Texte à lire
+++++

Quelles sont vos inspirations ?
On a toujours été un petit peu clown dans la vie, surtout lui. J’ai toujours été attiré par l’univers clownesque. Comment on amenait la danse dans le clown, c’était une suite logique. La danse évoluait, le clown était notre univers, on a vraiment embrassé les deux.
Que représente la danse pour vous ?
Pour nous, c’est tout. On se lève, on a envie de danser. Ça fait partie intégrante de notre vie. C’est un langage corporel, c’est-à-dire que même sans parler avec la parole, on peut s’exprimer, on peut discuter. C’est un brassage, un mélange, vraiment un langage universel pour nous.
C’est surtout que ça nous a tout donné. On s’est rencontrés dans la danse. On a grandi dans la danse. On s’est épanoui dans la danse. On s’est établi en tant que mari et femme dans la danse.

+++++

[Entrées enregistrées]
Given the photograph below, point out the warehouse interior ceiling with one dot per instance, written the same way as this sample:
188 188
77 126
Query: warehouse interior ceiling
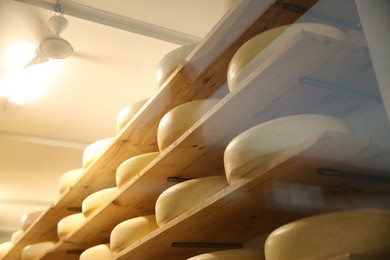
117 46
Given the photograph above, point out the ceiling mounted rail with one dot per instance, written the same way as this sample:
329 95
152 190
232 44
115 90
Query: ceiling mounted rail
116 21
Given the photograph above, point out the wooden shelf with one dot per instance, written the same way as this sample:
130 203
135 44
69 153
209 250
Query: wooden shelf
317 77
287 188
197 154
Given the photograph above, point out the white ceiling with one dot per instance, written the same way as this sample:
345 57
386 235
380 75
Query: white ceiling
110 69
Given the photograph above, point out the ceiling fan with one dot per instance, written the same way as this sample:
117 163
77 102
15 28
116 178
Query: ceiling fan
52 45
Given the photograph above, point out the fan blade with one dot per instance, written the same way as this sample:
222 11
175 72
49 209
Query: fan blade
37 22
39 58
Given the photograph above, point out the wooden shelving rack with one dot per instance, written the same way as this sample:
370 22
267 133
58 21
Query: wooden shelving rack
335 171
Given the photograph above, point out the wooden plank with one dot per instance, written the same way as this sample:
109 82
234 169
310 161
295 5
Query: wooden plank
285 189
203 76
200 152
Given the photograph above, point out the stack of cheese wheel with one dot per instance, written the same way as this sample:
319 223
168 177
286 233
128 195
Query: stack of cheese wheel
69 224
5 247
133 166
127 112
68 179
97 199
183 196
179 119
257 50
28 219
36 251
362 231
261 143
127 232
232 254
16 236
172 61
95 150
99 252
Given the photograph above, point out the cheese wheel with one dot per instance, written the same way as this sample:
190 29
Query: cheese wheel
257 50
5 247
127 112
127 232
179 119
30 218
95 150
16 236
232 254
133 166
97 199
99 252
362 231
69 224
261 143
183 196
171 61
36 251
68 179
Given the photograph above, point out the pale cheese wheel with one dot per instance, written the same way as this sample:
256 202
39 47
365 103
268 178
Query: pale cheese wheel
183 196
95 150
133 166
171 61
97 199
16 236
36 251
69 224
231 254
30 218
99 252
127 112
127 232
5 247
68 179
179 119
362 231
258 49
261 143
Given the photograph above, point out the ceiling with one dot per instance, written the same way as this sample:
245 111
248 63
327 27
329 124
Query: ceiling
112 67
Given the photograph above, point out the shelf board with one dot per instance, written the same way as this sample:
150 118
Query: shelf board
199 152
202 76
285 189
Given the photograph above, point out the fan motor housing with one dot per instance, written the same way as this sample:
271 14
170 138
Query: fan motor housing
56 48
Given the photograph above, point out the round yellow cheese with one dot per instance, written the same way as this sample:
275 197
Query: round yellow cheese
179 119
28 219
36 251
69 224
231 254
16 236
171 61
5 247
95 150
97 199
261 143
127 112
133 166
257 50
68 179
127 232
99 252
362 231
183 196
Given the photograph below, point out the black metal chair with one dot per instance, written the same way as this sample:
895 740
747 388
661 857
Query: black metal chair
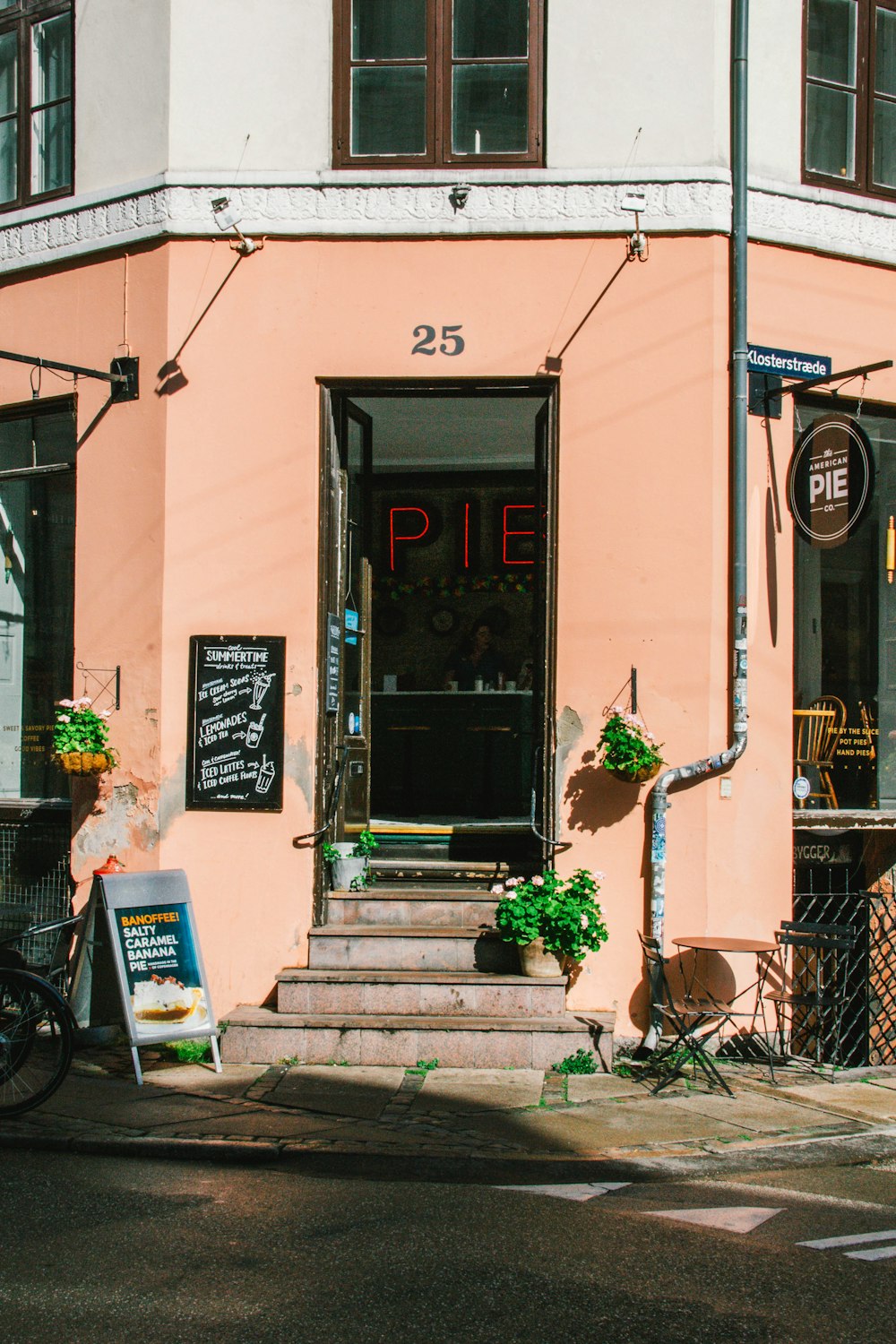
694 1021
812 1003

+++++

Travail demandé
a. D'après l'entretien sur la danse et le clown, où les personnes interrogées se sont-elles rencontrées ?
b. Recopiez l'extrait de l'entretien sur la danse et le clown en commençant à « C’est surtout que » et en finissant à « femme dans la danse. ».
c. Poursuivez l'entretien sur la danse et le clown à partir de la dernière phrase donnée.

Corrigé des exercices
a. Elles se sont rencontrées dans la danse.

b.
C’est surtout que ça nous a tout donné. On s’est rencontrés dans la danse. On a grandi dans la danse. On s’est épanoui dans la danse. On s’est établi en tant que mari et femme dans la danse.

c.
Ça change quoi de danser en duo ?
Sur les débuts, travailler avec quelqu’un avec qui on est en couple dans la vie, c’est très difficile. Il faut faire la part des choses entre la vie de couple et le travail. Une fois qu’on a réussi à passer tous ces caps là, après, ça va vraiment beaucoup plus vite.
À quoi ressemblent vos parcours ?
Mehdi : Pour moi, la danse, ça a été vraiment une rencontre hasardeuse. J’étais dans l’univers plutôt football et j’ai eu une maladie de croissance, Osgood-Schlatter. Vu que j’étais en centre de formation, j’ai très mal vécu la chose et par hasard, je suis tombé sur un film où il y avait des scènes de danse et je suis vraiment resté ébahi. C’était la première fois dans ma vie où je pouvais faire quelque chose sur laquelle personne n’avait de contrôle.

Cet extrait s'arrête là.